-- Work to complete --
List each line below that contains the word "rough", treating uppercase and lowercase letters as different.

====== Recorded information

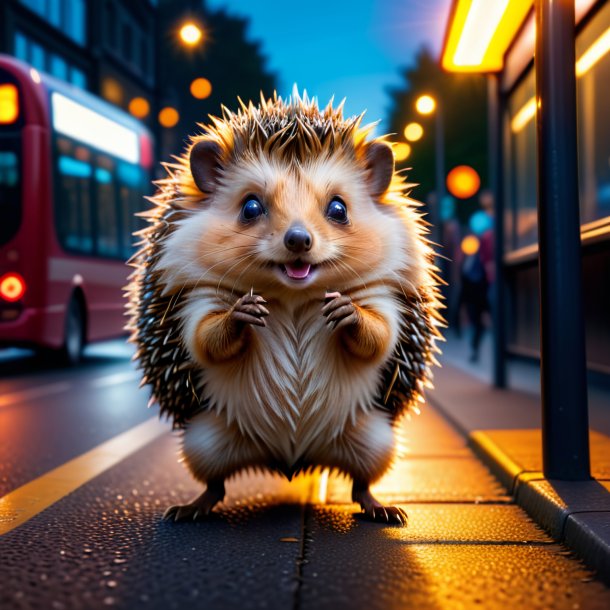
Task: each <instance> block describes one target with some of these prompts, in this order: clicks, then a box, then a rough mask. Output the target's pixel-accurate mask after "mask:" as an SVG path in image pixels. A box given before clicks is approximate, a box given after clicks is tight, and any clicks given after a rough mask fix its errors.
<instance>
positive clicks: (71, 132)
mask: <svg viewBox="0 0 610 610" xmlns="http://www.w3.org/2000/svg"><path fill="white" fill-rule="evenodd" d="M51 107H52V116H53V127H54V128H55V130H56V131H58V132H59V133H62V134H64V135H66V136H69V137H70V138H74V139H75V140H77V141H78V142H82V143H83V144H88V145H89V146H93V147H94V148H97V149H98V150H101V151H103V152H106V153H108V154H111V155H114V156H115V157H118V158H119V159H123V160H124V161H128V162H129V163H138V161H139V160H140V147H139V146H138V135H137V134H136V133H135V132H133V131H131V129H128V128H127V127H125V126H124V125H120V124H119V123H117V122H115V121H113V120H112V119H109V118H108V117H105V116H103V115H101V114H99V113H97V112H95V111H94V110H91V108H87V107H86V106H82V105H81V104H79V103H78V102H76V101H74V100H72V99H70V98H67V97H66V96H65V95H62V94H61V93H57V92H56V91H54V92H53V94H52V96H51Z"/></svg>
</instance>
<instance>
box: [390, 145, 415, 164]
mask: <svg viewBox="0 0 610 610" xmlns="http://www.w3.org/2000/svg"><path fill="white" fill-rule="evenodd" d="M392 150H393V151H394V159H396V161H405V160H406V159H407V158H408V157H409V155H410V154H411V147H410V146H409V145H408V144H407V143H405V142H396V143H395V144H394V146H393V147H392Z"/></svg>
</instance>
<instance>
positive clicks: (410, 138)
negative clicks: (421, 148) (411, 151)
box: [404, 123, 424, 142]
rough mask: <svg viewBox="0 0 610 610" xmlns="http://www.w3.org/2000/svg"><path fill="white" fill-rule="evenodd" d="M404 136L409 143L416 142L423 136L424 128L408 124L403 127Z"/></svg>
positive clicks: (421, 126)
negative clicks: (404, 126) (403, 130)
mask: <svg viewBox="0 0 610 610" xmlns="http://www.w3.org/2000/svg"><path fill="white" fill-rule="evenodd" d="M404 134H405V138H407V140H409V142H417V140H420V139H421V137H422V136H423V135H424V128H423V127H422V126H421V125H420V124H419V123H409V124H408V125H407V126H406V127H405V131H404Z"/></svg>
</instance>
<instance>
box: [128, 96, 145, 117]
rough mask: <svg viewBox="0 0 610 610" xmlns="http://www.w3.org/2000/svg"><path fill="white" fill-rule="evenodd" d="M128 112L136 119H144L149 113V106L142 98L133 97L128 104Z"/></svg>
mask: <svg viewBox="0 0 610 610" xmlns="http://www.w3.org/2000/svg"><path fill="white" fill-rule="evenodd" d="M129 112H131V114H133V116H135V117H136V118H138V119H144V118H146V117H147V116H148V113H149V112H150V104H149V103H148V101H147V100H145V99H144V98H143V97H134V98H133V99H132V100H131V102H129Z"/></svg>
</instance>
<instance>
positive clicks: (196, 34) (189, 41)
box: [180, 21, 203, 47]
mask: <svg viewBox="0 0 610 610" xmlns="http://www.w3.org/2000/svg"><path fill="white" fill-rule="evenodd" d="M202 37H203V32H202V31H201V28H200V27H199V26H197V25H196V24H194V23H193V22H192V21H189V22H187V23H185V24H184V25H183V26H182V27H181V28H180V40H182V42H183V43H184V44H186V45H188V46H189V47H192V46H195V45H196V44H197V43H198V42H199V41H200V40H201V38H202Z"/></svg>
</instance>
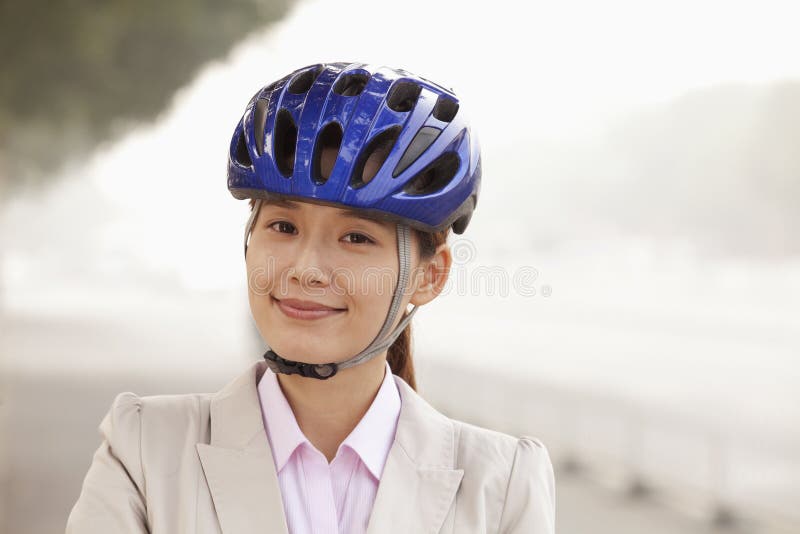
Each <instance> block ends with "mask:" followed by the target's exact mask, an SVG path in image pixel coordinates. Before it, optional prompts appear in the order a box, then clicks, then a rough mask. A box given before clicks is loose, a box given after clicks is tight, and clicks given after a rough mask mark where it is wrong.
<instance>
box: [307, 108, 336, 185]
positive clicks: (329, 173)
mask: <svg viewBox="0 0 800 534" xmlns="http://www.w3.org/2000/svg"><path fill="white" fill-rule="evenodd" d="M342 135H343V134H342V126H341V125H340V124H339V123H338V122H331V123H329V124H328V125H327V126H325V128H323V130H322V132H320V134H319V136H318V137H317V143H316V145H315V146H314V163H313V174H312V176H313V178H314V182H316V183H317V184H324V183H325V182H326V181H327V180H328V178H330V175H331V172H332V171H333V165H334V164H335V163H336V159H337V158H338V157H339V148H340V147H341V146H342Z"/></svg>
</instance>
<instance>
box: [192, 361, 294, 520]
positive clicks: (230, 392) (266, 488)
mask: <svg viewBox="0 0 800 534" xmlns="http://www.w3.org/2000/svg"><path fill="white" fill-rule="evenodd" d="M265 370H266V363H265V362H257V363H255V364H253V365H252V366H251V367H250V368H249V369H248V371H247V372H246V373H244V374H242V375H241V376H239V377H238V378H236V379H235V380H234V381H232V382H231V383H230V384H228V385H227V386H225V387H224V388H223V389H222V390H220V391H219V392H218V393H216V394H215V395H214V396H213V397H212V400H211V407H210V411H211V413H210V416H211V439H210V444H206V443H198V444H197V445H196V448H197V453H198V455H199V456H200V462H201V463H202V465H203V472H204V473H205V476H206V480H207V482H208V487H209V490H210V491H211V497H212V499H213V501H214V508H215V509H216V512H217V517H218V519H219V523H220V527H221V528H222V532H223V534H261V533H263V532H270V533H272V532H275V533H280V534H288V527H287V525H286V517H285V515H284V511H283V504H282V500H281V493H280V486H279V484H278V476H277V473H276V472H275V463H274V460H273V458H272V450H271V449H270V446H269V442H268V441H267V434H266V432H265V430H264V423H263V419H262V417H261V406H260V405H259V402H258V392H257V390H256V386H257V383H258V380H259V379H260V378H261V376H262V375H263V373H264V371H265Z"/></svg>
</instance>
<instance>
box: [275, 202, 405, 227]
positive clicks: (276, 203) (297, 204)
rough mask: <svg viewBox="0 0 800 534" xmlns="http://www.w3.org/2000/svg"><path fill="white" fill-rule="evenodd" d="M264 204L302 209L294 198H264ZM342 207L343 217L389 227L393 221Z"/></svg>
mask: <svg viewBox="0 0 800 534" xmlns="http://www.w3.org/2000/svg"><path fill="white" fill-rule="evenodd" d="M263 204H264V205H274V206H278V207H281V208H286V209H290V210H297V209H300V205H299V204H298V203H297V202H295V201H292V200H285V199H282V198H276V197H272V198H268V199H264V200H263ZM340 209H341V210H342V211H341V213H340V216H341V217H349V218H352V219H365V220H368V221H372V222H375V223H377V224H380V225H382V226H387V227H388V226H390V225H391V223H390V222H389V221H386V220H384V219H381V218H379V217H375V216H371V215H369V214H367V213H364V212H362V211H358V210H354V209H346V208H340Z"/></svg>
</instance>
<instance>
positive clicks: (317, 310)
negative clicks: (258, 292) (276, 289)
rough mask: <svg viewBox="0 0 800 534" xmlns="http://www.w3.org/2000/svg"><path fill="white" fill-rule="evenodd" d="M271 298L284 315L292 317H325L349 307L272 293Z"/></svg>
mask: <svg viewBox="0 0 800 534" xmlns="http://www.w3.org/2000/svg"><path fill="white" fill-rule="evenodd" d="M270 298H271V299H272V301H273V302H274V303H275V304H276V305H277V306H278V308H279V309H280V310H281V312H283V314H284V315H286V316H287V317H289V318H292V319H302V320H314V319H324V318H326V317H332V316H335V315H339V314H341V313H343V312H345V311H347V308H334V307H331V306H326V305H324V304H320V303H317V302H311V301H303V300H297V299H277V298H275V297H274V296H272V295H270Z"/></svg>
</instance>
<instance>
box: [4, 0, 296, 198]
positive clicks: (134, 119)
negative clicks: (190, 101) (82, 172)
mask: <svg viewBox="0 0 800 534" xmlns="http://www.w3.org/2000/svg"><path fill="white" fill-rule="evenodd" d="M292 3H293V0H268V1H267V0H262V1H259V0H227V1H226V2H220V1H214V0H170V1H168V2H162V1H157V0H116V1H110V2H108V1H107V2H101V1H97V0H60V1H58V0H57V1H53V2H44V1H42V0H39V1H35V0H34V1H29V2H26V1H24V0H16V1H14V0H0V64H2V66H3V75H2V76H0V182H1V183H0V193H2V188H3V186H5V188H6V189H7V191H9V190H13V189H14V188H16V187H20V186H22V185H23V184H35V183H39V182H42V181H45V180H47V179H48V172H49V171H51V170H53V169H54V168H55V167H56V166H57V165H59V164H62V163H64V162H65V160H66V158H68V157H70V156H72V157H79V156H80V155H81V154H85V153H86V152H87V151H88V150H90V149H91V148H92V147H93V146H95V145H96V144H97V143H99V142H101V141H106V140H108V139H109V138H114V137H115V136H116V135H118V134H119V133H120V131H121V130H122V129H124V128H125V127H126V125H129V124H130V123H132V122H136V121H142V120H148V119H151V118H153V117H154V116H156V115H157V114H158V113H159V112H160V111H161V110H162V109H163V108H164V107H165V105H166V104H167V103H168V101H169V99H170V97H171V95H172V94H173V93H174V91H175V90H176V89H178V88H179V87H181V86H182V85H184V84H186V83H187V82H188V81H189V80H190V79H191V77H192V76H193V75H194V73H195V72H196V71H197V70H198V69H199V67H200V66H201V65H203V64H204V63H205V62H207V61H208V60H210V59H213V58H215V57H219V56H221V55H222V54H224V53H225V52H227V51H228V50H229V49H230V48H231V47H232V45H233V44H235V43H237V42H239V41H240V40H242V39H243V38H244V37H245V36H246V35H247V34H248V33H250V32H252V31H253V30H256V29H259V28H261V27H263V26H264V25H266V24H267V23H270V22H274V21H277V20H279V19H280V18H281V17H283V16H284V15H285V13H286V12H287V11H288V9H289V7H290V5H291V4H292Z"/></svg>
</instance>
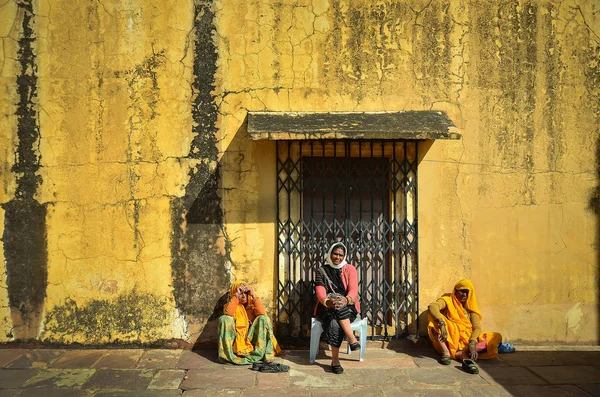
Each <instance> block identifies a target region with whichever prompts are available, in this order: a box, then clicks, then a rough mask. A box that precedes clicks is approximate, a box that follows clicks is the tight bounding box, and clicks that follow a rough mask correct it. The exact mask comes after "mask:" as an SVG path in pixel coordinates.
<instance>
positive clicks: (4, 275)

============

-- Exercise answer --
Task: each <instance> block describes one target with some of these prompts, in this order: clicks, then a box, then a rough mask. Output the target's pixel-accurate mask after "mask:" as an SVG path in image pixels. A box given before clicks is approximate, a box given after clicks is tight, and any clicks given after a rough mask fix its errors.
rough mask: <svg viewBox="0 0 610 610" xmlns="http://www.w3.org/2000/svg"><path fill="white" fill-rule="evenodd" d="M404 136L409 143L416 142L423 136L424 128L408 124L403 127Z"/></svg>
rough mask: <svg viewBox="0 0 610 610" xmlns="http://www.w3.org/2000/svg"><path fill="white" fill-rule="evenodd" d="M128 112L136 119H144L149 113V106L142 98L133 97L128 104Z"/></svg>
Each <instance> block ends with "mask:" followed by the target's exact mask, an SVG path in image pixel coordinates. Before it, optional prompts appear in the order a box, then clicks, then a rough mask. A box given before clicks is loose, a box given after clicks is tight, and clicks given after a rough mask mark where it is wrong.
rough mask: <svg viewBox="0 0 800 534" xmlns="http://www.w3.org/2000/svg"><path fill="white" fill-rule="evenodd" d="M264 204L302 209L294 198H264ZM342 207L343 217L389 227L393 221Z"/></svg>
rough mask: <svg viewBox="0 0 800 534" xmlns="http://www.w3.org/2000/svg"><path fill="white" fill-rule="evenodd" d="M271 298L284 315L292 317H325L349 307L272 293Z"/></svg>
Each <instance> block identifies a target region with whichever prompts are available, in this order: a box, then clicks, then a rough mask. A box that precedes clicks is approximate, a box that follows clicks is the tight bounding box, and clicks that follow a rough mask correct it. The exact mask comes after "mask:" as an SVG path in pixel coordinates.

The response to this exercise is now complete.